▶ [Region pointing data]

* * *

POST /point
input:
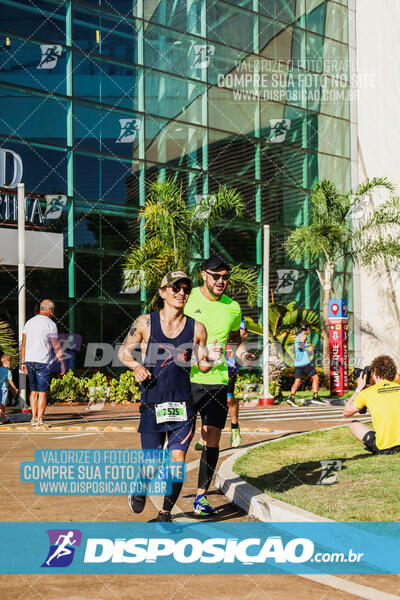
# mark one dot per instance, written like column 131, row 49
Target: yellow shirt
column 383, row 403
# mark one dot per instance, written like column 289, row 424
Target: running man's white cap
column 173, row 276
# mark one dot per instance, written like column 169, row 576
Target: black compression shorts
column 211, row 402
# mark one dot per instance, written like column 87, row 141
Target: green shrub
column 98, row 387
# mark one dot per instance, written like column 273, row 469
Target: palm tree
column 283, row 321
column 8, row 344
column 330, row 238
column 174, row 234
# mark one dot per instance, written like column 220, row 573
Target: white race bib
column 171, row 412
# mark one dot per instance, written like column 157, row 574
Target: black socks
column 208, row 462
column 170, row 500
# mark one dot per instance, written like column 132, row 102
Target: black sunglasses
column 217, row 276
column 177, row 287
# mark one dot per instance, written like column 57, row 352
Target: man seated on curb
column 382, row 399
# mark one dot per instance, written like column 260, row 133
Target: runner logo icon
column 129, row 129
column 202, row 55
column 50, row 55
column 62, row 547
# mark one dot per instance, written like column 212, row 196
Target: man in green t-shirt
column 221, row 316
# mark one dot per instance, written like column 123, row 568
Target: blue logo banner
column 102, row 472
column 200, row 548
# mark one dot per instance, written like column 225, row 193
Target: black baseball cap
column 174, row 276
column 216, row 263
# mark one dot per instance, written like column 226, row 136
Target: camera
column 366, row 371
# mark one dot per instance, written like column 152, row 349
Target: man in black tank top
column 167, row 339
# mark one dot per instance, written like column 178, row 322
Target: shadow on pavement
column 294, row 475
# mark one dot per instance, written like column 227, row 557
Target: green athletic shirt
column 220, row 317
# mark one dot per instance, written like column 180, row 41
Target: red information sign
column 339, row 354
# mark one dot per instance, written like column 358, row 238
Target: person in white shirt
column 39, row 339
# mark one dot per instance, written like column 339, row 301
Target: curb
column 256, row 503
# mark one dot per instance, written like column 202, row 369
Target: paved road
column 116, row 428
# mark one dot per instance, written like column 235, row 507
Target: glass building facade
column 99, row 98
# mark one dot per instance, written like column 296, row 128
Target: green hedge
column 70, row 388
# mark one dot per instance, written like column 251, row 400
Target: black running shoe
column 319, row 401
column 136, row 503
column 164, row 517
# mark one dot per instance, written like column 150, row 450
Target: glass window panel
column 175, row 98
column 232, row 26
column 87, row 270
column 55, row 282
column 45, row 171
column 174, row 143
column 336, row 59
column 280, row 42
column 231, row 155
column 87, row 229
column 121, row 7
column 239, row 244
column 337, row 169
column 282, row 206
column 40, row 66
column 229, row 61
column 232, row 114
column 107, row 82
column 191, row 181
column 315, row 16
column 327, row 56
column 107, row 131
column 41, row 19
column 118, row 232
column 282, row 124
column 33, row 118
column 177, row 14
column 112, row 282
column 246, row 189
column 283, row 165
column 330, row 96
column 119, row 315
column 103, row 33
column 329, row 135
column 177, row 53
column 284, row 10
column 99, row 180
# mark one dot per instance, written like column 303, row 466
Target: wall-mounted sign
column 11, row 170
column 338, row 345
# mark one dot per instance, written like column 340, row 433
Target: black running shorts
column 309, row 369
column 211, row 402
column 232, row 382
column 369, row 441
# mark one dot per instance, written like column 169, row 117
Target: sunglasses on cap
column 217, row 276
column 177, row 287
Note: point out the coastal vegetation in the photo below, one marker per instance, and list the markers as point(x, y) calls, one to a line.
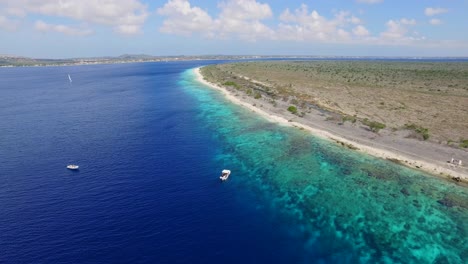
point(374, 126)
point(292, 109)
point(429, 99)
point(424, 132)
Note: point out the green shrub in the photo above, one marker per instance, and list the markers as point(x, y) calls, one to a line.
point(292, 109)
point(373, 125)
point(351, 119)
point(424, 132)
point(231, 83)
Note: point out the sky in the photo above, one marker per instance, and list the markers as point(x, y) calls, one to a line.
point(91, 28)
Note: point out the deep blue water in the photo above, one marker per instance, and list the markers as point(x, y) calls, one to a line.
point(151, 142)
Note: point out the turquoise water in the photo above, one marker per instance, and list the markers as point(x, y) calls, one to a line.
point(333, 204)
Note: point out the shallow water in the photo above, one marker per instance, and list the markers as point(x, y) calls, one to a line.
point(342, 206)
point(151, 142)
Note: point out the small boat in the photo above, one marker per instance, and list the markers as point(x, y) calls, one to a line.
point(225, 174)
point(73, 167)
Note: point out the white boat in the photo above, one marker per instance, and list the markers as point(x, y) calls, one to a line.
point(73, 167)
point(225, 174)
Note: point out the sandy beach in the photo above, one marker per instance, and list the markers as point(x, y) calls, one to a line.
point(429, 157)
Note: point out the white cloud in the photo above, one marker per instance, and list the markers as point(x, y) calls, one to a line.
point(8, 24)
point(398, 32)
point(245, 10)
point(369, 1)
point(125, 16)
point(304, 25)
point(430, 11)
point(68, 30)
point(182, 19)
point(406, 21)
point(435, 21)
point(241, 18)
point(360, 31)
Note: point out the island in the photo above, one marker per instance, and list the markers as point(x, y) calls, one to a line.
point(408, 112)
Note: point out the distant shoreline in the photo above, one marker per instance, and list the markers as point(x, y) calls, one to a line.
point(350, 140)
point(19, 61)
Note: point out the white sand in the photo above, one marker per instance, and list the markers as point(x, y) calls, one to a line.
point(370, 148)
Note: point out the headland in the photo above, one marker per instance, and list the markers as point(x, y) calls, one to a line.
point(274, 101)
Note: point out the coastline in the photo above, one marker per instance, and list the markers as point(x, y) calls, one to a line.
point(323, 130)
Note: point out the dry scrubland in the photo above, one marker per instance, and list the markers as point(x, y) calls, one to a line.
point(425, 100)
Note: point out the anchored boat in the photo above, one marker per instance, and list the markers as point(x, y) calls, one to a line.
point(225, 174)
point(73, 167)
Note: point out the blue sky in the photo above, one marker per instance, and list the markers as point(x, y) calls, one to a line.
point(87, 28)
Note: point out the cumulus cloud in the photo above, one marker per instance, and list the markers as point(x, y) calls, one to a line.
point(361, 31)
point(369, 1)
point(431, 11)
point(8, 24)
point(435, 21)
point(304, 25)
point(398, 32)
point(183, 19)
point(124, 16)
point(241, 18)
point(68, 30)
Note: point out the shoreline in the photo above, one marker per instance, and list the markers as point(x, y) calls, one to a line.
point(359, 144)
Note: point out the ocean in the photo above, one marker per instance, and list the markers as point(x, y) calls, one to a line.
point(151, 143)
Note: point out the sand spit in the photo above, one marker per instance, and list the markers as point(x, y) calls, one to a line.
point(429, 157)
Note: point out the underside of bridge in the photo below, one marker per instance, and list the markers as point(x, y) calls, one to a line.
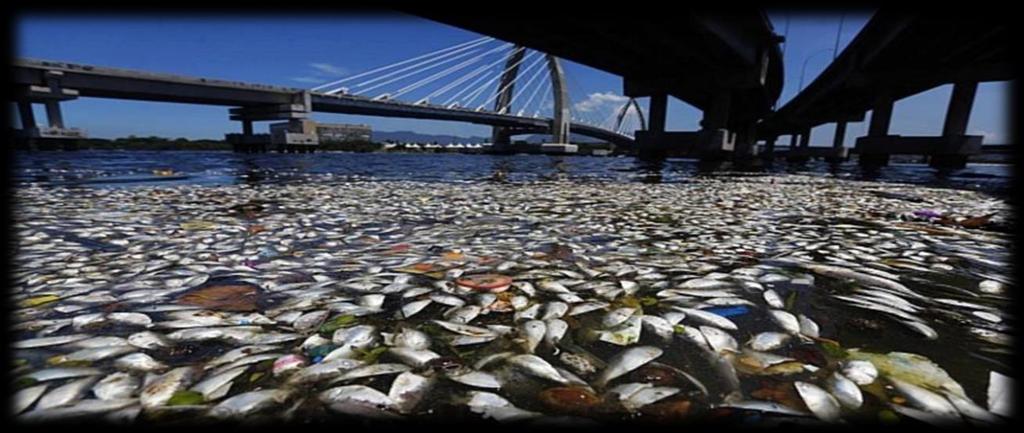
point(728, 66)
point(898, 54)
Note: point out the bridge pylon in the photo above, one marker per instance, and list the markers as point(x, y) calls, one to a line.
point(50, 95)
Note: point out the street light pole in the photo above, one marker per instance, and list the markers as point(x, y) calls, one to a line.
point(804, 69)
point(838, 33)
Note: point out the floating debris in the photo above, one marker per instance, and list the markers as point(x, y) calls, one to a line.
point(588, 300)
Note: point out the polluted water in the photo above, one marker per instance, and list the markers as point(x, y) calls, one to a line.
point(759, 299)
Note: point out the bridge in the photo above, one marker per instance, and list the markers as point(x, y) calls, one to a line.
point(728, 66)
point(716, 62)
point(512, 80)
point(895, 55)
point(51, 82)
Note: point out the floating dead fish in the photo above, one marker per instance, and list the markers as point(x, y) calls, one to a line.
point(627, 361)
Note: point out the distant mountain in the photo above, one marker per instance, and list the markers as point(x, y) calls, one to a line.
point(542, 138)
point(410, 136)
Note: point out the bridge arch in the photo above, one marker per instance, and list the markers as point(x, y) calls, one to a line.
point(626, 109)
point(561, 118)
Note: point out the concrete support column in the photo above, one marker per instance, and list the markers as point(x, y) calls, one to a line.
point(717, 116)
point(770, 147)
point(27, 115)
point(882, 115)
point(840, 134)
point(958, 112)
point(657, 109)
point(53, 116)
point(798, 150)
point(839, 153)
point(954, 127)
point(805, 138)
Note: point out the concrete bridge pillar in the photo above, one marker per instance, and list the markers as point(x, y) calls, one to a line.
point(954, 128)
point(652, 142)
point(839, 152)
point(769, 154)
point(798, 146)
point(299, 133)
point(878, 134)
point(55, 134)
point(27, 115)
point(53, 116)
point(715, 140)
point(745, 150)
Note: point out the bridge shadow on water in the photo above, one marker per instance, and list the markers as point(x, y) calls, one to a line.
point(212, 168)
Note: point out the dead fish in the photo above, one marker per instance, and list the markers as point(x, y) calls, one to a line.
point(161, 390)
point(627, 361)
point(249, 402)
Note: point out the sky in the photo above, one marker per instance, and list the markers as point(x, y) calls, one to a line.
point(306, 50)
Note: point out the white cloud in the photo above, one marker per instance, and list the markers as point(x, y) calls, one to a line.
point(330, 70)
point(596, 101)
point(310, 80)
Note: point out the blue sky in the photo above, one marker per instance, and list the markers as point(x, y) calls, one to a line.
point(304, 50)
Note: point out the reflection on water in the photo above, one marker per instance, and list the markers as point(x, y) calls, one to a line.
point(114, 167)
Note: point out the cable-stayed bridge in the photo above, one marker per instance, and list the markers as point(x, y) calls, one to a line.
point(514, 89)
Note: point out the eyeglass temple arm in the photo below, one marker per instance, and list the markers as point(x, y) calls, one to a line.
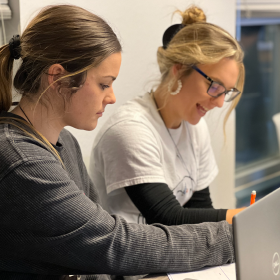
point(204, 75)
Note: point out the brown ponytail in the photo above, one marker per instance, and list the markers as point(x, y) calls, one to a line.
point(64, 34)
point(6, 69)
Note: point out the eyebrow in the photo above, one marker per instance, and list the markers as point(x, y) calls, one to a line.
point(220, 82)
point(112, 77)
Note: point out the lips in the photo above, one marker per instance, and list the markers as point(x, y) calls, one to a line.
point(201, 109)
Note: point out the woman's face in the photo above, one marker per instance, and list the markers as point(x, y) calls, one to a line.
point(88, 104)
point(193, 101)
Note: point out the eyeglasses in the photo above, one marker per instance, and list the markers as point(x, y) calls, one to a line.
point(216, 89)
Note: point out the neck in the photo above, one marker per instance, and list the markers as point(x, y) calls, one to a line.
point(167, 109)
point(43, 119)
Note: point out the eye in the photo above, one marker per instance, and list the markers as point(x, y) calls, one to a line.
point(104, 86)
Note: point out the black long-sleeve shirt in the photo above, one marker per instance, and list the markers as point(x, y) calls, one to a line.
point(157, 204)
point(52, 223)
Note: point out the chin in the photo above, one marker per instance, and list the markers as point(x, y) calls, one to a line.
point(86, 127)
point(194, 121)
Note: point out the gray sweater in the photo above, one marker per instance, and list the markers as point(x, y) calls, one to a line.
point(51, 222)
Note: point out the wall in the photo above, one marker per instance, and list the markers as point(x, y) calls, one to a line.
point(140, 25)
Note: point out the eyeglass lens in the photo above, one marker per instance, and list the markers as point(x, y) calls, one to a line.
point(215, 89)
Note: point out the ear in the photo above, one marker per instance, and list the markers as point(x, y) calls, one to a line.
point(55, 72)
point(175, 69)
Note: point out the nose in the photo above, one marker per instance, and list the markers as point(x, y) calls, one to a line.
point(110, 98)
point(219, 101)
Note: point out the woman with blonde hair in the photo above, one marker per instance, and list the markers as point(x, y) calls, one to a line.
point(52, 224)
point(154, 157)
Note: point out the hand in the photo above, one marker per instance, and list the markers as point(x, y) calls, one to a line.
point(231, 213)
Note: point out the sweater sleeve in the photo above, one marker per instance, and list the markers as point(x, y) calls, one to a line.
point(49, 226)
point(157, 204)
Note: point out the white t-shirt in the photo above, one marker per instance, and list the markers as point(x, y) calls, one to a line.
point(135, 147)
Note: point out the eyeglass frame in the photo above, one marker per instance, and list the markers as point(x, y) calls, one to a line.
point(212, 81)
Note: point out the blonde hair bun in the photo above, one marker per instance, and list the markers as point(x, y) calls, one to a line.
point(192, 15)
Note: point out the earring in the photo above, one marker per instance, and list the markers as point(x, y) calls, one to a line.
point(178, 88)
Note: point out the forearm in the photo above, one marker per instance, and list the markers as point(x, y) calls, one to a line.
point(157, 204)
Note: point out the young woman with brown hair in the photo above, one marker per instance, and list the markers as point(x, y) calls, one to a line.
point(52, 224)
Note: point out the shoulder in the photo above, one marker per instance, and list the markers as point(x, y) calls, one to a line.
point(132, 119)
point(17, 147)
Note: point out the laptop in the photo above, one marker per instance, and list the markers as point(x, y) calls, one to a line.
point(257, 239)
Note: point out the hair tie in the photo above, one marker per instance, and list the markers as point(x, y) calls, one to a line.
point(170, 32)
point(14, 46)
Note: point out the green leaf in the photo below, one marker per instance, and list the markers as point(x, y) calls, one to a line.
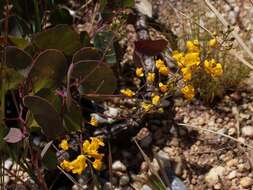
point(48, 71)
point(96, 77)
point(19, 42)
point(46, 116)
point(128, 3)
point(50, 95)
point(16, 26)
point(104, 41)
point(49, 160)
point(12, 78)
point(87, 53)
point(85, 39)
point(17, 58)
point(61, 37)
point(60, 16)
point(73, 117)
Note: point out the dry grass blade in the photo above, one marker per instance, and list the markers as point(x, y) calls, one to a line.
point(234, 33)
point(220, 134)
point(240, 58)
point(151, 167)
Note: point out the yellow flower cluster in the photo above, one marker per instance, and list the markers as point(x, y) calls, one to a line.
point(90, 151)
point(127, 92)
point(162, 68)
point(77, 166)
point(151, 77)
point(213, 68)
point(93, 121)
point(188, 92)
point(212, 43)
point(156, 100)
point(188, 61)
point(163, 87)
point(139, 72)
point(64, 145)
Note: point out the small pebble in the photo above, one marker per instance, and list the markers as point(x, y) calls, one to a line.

* * *

Take the lines above from the one containing "# mark one dot per instance, written like column 235, row" down to the one containing "# mark one dot per instance, written like column 150, row", and transcribe them exactly, both ends included.

# mark one dot per instance, written like column 235, row 507
Target: glass building facade
column 99, row 98
# mark one dot per instance, written like column 296, row 128
Target: green hedge
column 70, row 388
# mark one dot per instance, written like column 251, row 400
Target: black running shoe
column 319, row 401
column 136, row 503
column 164, row 517
# mark one dot per instance, written like column 150, row 450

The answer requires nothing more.